* **SHORT EXERCISE**
Write out each of the following entries line for line, without changing anything.

* **RECORDS FOR THIS EXERCISE**
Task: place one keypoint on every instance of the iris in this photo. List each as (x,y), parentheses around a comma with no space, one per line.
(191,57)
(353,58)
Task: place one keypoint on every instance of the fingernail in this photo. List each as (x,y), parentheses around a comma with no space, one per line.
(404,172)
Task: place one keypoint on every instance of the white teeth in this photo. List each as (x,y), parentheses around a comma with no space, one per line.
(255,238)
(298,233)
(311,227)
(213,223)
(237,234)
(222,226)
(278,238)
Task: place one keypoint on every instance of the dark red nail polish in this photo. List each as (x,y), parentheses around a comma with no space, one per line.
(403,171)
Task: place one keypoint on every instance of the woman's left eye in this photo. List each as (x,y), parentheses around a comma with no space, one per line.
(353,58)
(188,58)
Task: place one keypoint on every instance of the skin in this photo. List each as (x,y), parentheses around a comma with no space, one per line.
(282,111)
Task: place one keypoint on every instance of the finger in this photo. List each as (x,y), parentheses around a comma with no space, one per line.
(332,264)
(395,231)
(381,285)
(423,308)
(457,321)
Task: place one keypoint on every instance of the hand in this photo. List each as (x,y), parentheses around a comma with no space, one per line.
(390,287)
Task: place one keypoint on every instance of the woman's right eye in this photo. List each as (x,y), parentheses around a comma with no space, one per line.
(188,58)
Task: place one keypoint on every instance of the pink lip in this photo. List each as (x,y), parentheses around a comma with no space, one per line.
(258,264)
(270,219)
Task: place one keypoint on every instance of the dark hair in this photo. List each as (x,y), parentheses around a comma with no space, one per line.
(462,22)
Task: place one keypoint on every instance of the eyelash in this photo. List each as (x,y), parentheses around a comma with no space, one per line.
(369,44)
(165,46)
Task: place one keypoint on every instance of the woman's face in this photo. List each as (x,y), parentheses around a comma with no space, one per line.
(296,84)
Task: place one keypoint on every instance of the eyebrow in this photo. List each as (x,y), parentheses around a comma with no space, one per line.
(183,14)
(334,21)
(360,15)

* **OUTPUT OF THE TASK**
Task: place one keypoint on every instance of the iris in this photo. List each as (x,y), parentheses around a comma with no space, one per line.
(191,57)
(353,58)
Task: place one keypoint on every instance of the fingernail in this photo. List each as (x,y), parentheses around a comma with no space, one per line.
(404,172)
Task: place one keypoint on every instance of the white teeth in this photo. List each as (x,y), parentheses around a comma with no space, one per line.
(255,238)
(298,233)
(311,227)
(213,223)
(237,234)
(222,226)
(278,238)
Task: place one keypoint on every instance of the dark red nail polish in this photo. List each as (x,y), parentheses around a comma with no space, one per line.
(403,171)
Task: place one keypoint on every instance of the woman's left eye in this photo. List each as (x,y), parentheses around a comma with no space, one per line.
(353,58)
(188,58)
Task: place one keypoint on every instance of the skin in this photo. List each as (x,y), parentheses around a comma with no space, one per line.
(282,111)
Task: place one keypoint on every instance of the finger in this photo. List each as (x,y), parentheses around a comma with no space, one per line.
(332,264)
(395,231)
(381,285)
(423,308)
(457,321)
Task: place one keypoint on every instance of the hand in this photo. List each as (x,y), parentheses around a comma with no space, one per line.
(390,287)
Task: place one keypoint on every instance of the woman's right eye in this photo. List each as (x,y), parentheses around a comma with no space, one per line.
(188,58)
Task: place one keypoint on every instance of the pink lip in this photo. List each as (x,y), parentheses around a comma with no space, one per line.
(258,264)
(270,219)
Task: place one keypoint on every instance of the dark hair in this photo. List each as (x,y), parentheses around a comma with no space, one per line.
(462,22)
Task: place one keypoint on every instance of the eyelash in this photo. List each as (x,y), parentheses around a comma with no space, one per line.
(369,44)
(165,46)
Task: place one keypoint on every instance of the woman's face in this photo. List each as (x,y), parentheses around a comma with no space, one per line.
(296,84)
Task: place one keypoint on every instance of the eyebrow in this photo. List each as (x,y), parentheses around a comma with no space, one per line.
(183,14)
(334,21)
(360,15)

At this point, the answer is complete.